» Reading text
--*--
Cathal Cormack

Personal information
- Native name: Cathal Mac Cormaic (Irish)
- Born: 1995 (age 30–31) Cork, Ireland
- Occupation: Senior associate

Sport
- Sport: Hurling
- Position: Left wing-back

Club
- Years: Club
- 2013-present: Blackrock

Club titles
- Cork titles: 1

College
- Years: College
- 2014-2018: University College Cork

College titles
- Fitzgibbon titles: 0

Inter-county*
- Years: County / Apps (scores)
- 2016; 2023-: Cork / 0 (0-00)

Inter-county titles
- Munster titles: 0
- All-Irelands: 0
- NHL: 0
- All Stars: 0
- *Inter County team apps and scores correct as of 20:45, 3 February 2022.

= Cathal Cormack =

Irish hurler

Cathal Cormack (born 1995) is an Irish hurler. At the club level he plays with Blackrock, while he is also a member of the Cork senior hurling team.
--*--
» Dataset records
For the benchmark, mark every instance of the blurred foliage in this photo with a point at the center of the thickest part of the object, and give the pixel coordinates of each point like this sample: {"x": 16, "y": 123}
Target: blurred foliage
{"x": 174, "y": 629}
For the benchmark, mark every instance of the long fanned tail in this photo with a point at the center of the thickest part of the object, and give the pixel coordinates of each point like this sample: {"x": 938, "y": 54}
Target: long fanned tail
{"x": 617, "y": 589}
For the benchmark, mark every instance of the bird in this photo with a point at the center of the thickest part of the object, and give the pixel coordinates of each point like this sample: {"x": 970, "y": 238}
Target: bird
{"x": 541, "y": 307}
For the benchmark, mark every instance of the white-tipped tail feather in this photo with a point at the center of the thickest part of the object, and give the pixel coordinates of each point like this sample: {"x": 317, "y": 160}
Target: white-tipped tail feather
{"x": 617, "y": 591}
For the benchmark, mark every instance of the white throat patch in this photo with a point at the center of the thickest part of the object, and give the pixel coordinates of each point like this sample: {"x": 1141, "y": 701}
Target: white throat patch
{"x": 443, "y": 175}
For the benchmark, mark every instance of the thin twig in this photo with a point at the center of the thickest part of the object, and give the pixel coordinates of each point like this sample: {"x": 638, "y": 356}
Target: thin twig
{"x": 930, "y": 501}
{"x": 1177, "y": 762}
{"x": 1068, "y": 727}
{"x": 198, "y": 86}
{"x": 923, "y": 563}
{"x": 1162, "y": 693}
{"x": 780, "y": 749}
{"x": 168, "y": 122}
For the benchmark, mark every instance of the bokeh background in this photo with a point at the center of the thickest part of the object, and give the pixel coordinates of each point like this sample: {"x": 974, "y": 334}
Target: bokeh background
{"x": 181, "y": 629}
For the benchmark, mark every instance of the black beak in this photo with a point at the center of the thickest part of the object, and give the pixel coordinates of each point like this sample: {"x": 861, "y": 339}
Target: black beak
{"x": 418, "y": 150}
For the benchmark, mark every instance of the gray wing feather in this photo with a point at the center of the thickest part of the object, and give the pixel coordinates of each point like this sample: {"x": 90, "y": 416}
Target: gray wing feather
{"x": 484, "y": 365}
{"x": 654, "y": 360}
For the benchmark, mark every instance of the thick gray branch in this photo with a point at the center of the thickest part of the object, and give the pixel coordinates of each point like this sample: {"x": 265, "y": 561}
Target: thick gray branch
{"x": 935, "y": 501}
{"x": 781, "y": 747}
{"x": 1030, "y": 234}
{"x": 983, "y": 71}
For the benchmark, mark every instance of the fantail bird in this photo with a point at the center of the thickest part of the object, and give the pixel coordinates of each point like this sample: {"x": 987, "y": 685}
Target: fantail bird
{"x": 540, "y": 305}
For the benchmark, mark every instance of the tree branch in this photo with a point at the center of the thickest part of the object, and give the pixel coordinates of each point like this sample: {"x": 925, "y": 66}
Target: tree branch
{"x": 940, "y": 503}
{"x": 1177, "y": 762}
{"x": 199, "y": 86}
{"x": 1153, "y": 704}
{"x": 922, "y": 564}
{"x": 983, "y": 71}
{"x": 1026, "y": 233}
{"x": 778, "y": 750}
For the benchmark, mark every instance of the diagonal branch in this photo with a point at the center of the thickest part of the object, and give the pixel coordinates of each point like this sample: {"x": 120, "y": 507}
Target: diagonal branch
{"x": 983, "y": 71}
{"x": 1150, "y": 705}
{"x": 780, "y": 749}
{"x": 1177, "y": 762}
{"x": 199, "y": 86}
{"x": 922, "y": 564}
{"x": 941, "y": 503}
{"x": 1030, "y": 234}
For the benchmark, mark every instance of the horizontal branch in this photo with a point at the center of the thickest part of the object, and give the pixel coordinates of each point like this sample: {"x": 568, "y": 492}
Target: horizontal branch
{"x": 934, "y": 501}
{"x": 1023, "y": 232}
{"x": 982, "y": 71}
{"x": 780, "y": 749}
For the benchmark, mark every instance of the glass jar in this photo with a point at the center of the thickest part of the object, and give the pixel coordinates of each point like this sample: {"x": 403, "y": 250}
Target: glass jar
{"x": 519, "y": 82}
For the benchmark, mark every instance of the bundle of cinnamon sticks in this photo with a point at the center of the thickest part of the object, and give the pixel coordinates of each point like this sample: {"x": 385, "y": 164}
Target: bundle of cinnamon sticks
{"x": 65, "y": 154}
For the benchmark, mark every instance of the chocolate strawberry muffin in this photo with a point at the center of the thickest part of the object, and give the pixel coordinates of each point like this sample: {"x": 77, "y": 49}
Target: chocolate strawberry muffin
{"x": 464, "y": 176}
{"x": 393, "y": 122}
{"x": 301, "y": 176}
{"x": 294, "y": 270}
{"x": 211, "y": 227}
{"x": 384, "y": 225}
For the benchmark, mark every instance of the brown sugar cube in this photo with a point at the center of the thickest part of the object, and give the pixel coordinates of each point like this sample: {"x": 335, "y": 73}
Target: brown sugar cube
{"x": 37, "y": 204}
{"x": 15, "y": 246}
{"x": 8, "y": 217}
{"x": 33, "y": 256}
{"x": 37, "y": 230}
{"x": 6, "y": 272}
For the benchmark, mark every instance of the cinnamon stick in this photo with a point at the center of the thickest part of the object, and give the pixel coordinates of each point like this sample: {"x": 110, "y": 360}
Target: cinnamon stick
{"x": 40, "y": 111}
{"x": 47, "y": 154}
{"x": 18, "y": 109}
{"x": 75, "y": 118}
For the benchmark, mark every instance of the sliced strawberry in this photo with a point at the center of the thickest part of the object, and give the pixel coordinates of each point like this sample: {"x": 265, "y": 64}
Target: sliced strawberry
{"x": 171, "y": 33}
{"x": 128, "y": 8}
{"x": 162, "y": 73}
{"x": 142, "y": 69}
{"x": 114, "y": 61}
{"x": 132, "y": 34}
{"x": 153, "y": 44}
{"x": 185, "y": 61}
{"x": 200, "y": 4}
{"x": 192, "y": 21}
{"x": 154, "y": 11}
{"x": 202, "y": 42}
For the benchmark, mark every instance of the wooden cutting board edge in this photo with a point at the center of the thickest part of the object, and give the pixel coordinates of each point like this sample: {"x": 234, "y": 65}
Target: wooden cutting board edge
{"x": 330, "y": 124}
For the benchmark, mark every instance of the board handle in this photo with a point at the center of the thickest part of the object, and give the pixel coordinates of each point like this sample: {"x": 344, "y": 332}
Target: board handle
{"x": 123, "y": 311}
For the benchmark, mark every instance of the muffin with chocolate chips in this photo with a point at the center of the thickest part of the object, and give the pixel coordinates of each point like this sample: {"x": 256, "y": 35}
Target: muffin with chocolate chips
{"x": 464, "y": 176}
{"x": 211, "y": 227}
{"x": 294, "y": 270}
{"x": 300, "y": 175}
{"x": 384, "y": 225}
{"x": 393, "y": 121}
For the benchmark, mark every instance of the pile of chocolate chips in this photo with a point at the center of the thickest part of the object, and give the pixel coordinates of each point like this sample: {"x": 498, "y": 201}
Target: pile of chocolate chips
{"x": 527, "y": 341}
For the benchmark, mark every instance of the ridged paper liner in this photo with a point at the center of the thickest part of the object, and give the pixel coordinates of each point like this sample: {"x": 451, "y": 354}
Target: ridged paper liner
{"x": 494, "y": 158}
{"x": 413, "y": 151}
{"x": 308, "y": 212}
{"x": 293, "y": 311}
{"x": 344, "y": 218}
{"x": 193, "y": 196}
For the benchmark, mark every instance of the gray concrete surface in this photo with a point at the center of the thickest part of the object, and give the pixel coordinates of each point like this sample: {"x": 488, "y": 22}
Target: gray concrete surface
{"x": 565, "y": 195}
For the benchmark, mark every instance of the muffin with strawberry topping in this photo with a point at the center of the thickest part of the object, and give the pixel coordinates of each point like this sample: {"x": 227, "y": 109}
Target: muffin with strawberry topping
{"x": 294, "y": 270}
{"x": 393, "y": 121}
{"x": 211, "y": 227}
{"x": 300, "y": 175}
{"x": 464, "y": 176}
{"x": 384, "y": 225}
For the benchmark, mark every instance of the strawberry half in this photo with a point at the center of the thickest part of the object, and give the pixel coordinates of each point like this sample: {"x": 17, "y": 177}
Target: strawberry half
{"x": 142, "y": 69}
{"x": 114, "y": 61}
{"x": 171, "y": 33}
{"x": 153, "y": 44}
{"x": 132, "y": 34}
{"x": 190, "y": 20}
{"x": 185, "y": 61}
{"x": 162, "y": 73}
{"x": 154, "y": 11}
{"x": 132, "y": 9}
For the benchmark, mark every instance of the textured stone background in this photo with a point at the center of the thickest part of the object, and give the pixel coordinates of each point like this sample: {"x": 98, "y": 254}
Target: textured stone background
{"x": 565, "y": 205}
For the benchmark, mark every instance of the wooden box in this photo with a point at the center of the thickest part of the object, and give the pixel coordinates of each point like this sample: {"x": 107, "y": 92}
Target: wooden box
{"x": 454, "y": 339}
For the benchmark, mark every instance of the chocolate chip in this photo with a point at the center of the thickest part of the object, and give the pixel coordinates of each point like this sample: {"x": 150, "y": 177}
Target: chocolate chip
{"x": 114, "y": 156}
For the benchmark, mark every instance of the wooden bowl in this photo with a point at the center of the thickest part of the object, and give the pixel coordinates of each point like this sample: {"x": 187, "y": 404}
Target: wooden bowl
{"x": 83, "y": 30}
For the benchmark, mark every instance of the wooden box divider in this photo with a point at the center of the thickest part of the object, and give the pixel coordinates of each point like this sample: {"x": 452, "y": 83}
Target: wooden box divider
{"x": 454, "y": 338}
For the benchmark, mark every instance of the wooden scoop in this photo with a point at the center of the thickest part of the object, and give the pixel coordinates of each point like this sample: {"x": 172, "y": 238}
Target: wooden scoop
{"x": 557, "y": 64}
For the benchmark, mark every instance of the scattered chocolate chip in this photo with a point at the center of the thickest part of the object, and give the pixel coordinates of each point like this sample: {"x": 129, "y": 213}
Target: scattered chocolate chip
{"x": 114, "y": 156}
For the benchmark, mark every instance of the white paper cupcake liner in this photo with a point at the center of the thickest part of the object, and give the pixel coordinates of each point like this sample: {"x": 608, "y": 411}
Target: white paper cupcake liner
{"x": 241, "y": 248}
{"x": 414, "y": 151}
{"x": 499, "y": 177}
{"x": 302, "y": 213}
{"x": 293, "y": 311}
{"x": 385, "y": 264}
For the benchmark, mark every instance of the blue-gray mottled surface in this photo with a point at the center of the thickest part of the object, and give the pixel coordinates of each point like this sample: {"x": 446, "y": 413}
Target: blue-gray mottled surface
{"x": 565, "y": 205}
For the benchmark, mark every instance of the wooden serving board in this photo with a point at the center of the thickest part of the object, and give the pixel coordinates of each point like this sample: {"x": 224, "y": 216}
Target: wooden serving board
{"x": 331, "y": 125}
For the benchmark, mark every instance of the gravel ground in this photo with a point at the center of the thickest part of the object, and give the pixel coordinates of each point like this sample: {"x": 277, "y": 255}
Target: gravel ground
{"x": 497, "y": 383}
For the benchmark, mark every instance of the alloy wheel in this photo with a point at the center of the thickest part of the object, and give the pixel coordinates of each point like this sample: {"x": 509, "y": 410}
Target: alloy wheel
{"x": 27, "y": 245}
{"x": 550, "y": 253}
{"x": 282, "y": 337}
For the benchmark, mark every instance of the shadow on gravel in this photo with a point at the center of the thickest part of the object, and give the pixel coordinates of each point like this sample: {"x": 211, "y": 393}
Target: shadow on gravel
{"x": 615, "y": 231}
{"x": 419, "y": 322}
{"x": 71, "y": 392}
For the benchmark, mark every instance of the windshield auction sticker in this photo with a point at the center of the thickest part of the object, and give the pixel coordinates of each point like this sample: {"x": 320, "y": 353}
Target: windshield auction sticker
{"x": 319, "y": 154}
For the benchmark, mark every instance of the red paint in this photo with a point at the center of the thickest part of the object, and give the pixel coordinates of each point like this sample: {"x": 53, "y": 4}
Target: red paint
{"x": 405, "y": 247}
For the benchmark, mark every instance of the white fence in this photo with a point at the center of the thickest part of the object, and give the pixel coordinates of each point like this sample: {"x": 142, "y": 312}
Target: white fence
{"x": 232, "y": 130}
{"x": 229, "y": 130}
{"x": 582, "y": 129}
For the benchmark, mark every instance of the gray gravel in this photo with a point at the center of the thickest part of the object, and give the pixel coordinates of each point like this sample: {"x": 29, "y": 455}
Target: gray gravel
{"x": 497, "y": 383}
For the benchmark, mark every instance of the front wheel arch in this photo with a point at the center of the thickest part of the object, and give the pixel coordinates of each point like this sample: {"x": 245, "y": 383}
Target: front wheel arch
--*--
» Work to do
**1)** Summarize the Cathal Cormack profile in two sentences.
**2)** Repeat the Cathal Cormack profile word for word from "Club titles" up to and including "County / Apps (scores)".
The rows come from another source.

» Expected results
**1)** Cathal Cormack, born in Cork in 1995, is an Irish hurler who plays at left wing-back. He plays club hurling with Blackrock and is a member of the Cork senior hurling team.

**2)**
Club titles
- Cork titles: 1

College
- Years: College
- 2014-2018: University College Cork

College titles
- Fitzgibbon titles: 0

Inter-county*
- Years: County / Apps (scores)